QUOTED TEXT ::
★ ★ ★
How do we communicate with people so far removed from our own language, culture, and assumptions? It’s a great question, whether you’re thinking about the safest approach to nuclear waste disposal or contacting aliens.
In order to keep the people of the future safe from the radioactive goop created today, we need a way to tell them to watch out. And more likely than not, very few aspects of today’s society will be around to do that. Even a sign warning travelers of potential dangers would be insufficient — who among us could translate runes from the Middle Ages?
(My mom, that’s who, but point taken.)
What particularly interests me about these proposed solutions (an Atomic Priesthood dedicated to perpetuating knowledge through myth? color-changing cats?!) is that they seem to have skipped over the most obvious approach. How to conjure the fear of death, to warn people away, and to alert the future not to what is there, but what will happen if it is disturbed?*
This is a plague panel from the early 17th century. If you saw this on a house, would you go in or turn and run the other way?

In the end, the U.S. Department of Energy plan opted to go with warning signs in multiple languages illustrated with images of people in pain. Still, I wondered, what’s wrong with the classics?
Another odd writer thought, brought to you by an odd writer.
* Also, the real problem seems to be the gap between exposure and untimely demise. If you break into a tomb and die immediately, that sends a pretty strong message. And no one has to tell people not to build on an active lava flow, but a peaceful-looking mountain with fertile soil close to the bustling port of Naples and the dynamic town of Pompeii (circa 78 AD)? What’s not to like?
★ ★ ★
DATA RECORDS ::
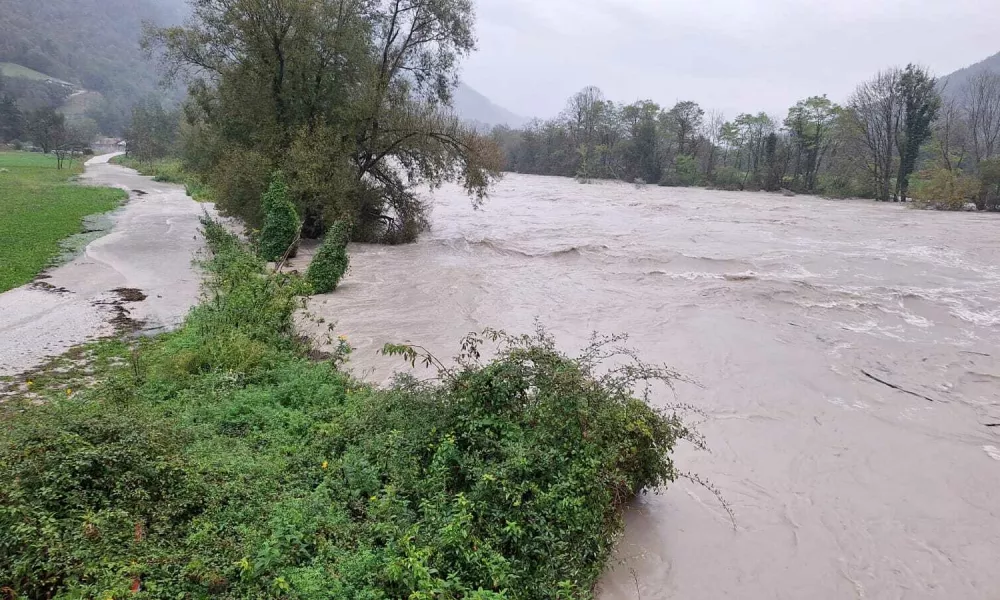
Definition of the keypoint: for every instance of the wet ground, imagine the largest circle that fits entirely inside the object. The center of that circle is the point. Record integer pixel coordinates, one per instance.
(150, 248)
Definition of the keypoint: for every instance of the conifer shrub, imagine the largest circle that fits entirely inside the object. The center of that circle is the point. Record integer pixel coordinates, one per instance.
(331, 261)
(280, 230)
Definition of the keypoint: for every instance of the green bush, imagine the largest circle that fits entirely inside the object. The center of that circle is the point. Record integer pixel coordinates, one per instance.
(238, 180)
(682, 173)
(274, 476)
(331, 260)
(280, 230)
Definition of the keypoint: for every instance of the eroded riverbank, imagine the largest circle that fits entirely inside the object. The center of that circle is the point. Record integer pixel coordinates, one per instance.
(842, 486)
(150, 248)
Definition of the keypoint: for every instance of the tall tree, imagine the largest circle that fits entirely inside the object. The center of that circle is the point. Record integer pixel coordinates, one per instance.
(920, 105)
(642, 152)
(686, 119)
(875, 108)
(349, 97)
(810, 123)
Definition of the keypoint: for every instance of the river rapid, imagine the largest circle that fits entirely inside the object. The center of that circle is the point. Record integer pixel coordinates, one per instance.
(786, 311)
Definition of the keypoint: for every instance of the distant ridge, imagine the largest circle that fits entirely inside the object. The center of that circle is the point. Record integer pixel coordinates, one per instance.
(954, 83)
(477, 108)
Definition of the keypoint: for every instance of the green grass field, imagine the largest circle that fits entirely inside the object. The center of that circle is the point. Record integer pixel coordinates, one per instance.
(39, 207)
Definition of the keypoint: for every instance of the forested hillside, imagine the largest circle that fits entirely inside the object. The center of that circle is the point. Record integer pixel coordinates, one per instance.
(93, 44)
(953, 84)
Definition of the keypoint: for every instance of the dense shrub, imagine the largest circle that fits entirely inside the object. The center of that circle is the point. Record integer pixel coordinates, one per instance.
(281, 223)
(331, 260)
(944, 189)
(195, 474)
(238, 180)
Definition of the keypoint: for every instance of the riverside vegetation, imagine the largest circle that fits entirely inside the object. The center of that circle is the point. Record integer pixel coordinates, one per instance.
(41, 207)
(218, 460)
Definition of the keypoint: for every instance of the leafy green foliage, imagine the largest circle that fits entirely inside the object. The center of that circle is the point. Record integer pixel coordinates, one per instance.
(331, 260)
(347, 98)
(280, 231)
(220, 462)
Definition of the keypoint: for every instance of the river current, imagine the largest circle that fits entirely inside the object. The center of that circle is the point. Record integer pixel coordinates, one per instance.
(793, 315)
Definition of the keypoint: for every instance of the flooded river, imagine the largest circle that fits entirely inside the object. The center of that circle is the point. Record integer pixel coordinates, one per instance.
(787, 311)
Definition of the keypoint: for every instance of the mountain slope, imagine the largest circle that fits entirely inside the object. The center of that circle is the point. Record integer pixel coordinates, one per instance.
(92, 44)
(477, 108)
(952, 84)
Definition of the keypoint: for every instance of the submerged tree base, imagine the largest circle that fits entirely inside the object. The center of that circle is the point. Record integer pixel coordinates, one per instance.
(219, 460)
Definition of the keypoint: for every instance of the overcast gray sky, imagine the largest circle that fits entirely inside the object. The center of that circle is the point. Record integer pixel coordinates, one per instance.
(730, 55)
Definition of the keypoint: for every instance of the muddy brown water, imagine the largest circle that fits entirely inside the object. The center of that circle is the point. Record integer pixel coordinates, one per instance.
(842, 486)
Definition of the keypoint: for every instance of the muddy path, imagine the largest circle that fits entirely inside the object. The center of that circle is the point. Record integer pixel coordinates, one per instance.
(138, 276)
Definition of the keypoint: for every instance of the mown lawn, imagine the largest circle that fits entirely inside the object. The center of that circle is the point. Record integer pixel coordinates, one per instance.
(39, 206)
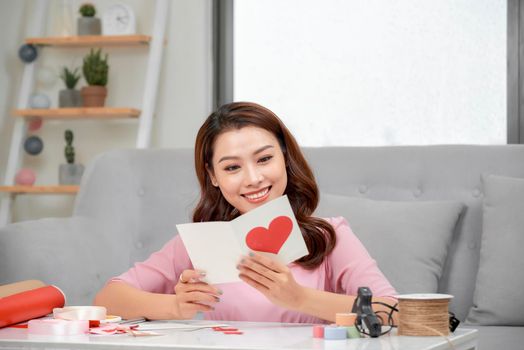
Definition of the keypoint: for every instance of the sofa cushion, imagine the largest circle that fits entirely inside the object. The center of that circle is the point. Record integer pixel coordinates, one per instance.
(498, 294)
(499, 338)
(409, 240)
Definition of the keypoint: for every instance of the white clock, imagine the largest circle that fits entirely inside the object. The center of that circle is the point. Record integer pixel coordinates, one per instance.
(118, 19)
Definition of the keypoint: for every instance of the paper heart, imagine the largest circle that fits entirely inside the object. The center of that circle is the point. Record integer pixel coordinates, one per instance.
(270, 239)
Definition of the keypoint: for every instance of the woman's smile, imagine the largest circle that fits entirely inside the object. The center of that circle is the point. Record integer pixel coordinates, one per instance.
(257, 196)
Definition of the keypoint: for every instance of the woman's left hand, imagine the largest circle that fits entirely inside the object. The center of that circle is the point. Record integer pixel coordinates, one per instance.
★ ★ ★
WRITTEN EXERCISE A :: In the piece on nuclear waste warnings, what did the U.S. Department of Energy plan finally choose?
WRITTEN EXERCISE B :: Copy word for word the passage in the piece on nuclear waste warnings that begins at the words "What particularly interests" and stops after the words "the other way?".
The material is separate from the piece on nuclear waste warnings.

WRITTEN SOLUTION A :: It chose warning signs in multiple languages, illustrated with images of people in pain.

WRITTEN SOLUTION B ::
What particularly interests me about these proposed solutions (an Atomic Priesthood dedicated to perpetuating knowledge through myth? color-changing cats?!) is that they seem to have skipped over the most obvious approach. How to conjure the fear of death, to warn people away, and to alert the future not to what is there, but what will happen if it is disturbed?*
This is a plague panel from the early 17th century. If you saw this on a house, would you go in or turn and run the other way?